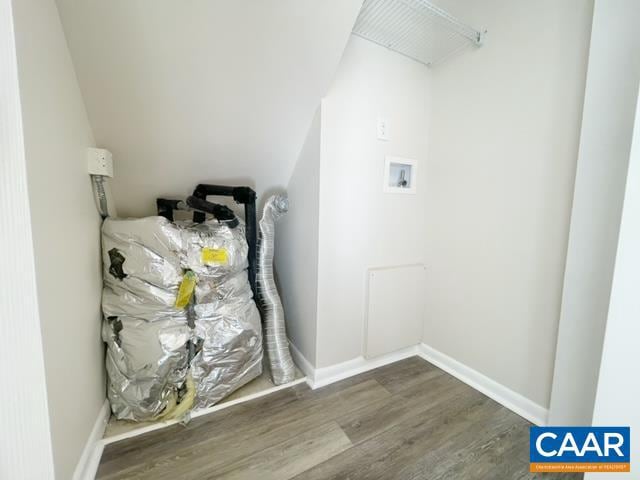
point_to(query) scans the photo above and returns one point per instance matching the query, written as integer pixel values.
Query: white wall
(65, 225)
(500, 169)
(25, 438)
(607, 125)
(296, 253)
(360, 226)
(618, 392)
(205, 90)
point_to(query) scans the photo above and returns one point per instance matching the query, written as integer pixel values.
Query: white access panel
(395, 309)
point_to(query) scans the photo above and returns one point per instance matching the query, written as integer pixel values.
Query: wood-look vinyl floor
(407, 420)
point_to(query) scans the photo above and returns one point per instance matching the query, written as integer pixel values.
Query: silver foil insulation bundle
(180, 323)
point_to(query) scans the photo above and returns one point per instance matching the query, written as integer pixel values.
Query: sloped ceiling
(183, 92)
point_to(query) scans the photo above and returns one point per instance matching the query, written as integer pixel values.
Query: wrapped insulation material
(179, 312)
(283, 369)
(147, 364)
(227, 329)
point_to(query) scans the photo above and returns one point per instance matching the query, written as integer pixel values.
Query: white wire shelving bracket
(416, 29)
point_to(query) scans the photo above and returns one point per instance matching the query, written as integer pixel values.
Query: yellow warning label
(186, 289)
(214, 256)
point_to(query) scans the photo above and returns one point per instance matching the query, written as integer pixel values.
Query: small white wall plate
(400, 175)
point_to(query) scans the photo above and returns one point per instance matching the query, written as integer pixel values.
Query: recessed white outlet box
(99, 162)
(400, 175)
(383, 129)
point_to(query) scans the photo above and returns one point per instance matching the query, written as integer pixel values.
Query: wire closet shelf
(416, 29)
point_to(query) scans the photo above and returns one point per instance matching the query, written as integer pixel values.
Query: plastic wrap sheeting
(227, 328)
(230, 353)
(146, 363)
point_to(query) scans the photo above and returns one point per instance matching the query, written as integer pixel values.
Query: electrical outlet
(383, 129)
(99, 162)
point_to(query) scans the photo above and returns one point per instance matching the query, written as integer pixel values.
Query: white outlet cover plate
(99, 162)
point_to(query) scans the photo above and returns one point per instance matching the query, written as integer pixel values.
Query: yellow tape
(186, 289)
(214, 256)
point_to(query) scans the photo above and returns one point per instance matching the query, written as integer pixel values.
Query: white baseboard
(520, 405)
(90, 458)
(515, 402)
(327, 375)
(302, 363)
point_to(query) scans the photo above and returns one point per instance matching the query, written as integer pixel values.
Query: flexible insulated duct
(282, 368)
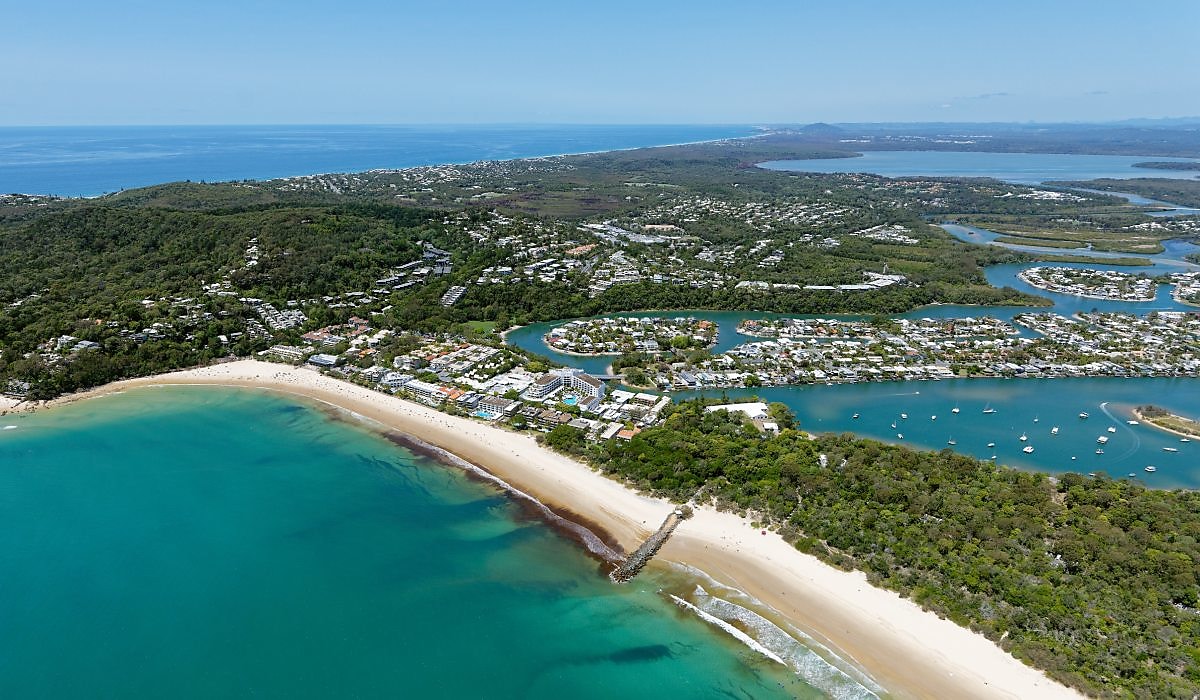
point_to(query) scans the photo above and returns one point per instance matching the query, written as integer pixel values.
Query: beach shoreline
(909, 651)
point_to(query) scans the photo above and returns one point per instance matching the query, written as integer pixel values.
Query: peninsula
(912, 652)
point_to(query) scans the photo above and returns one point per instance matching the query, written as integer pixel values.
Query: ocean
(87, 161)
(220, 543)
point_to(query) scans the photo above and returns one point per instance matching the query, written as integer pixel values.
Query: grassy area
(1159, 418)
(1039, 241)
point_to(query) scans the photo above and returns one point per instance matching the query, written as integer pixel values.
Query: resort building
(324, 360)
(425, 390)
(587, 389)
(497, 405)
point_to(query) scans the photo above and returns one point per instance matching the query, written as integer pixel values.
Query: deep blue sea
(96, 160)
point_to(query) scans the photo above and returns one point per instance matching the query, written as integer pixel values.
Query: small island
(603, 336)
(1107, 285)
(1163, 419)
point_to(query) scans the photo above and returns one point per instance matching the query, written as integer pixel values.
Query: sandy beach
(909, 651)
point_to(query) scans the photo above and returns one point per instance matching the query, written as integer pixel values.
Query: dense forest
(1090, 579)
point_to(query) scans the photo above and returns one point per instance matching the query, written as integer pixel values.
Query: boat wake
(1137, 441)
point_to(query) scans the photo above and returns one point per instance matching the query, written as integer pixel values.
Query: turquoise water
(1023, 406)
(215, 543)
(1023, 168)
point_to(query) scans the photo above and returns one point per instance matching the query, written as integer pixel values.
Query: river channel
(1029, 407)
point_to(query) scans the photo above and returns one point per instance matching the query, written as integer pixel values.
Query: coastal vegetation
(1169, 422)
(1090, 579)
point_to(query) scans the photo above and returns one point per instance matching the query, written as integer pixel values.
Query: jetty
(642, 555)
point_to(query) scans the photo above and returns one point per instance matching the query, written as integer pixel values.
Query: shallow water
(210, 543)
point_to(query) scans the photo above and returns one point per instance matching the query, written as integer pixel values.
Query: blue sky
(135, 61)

┄┄┄┄┄┄

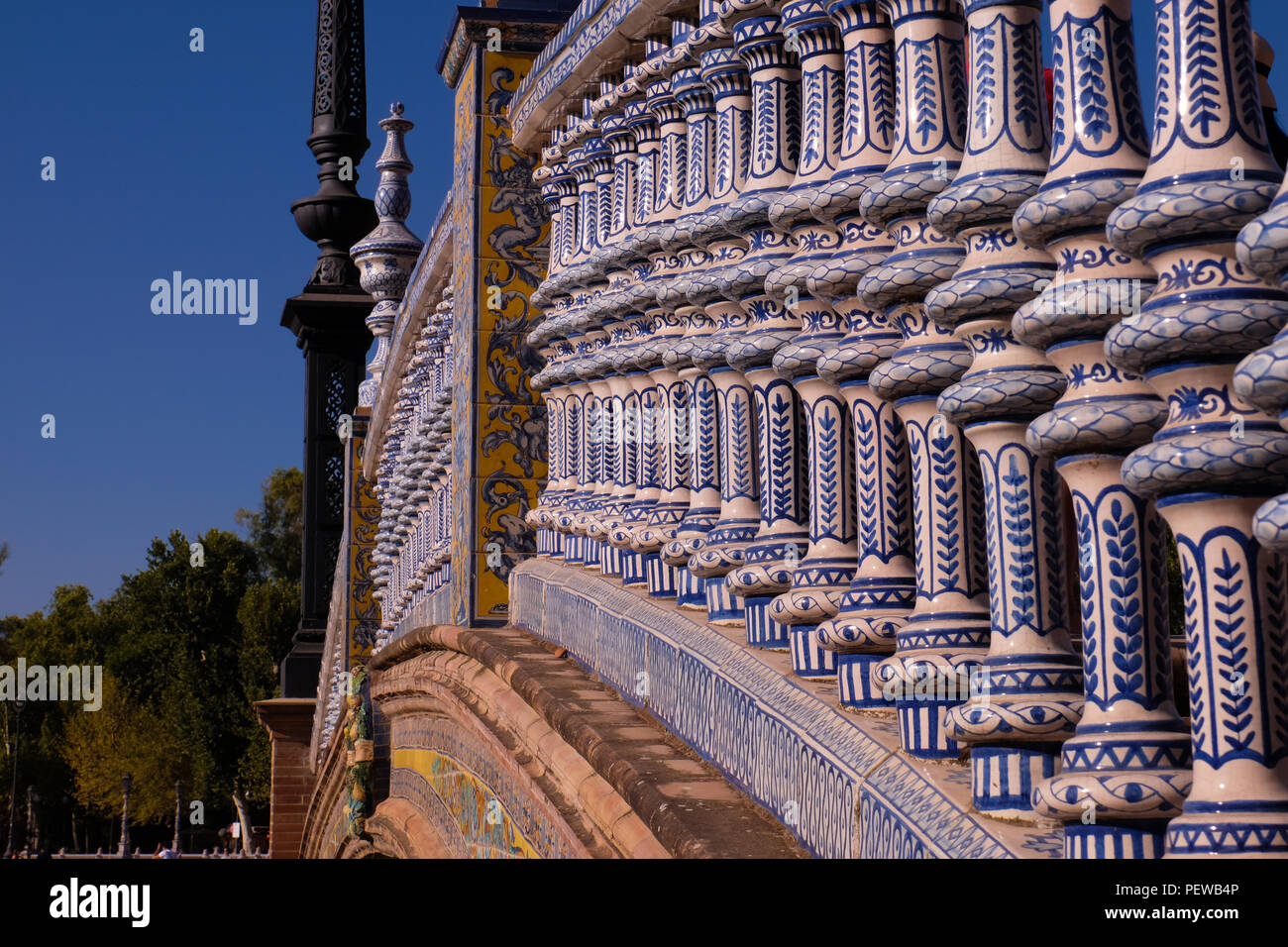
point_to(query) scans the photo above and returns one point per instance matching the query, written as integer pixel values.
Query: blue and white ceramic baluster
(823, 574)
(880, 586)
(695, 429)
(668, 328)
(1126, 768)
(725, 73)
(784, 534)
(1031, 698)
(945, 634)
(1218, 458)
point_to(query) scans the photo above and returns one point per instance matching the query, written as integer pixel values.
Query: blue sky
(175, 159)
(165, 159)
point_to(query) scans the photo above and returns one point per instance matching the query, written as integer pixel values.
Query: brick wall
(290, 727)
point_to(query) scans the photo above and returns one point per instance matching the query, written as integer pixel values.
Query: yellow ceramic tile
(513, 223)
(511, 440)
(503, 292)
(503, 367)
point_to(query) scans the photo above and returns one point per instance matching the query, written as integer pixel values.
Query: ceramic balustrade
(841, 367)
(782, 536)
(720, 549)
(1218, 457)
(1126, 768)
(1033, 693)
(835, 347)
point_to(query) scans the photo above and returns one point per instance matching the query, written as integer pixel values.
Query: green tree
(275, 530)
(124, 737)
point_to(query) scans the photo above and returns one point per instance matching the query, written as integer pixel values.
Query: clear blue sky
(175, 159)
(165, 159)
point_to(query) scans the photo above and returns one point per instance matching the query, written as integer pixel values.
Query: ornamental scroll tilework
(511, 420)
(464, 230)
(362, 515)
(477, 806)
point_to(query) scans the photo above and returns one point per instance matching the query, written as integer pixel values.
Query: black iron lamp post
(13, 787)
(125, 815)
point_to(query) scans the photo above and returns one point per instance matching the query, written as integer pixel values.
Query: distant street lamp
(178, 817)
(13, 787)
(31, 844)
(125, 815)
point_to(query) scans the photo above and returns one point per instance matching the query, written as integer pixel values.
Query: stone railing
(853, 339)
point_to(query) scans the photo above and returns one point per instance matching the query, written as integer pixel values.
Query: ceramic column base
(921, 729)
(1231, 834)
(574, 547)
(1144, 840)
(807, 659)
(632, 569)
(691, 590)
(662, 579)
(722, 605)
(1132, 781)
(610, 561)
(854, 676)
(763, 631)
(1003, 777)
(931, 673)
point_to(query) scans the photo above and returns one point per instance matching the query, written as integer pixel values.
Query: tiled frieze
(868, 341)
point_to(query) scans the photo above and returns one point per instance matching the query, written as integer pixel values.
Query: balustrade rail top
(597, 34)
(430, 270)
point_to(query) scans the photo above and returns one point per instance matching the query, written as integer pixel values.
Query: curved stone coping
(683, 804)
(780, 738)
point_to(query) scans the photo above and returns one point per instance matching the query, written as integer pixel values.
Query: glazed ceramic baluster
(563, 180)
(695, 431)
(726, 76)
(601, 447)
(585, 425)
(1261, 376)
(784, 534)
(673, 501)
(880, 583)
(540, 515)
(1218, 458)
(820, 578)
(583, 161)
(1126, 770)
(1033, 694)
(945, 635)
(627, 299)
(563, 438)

┄┄┄┄┄┄

Find each line in the records above that contains the string "lamp" and copy those lines out. Case counts.

▶ **Task solution**:
Query: black iron lamp post
Query: distant street lamp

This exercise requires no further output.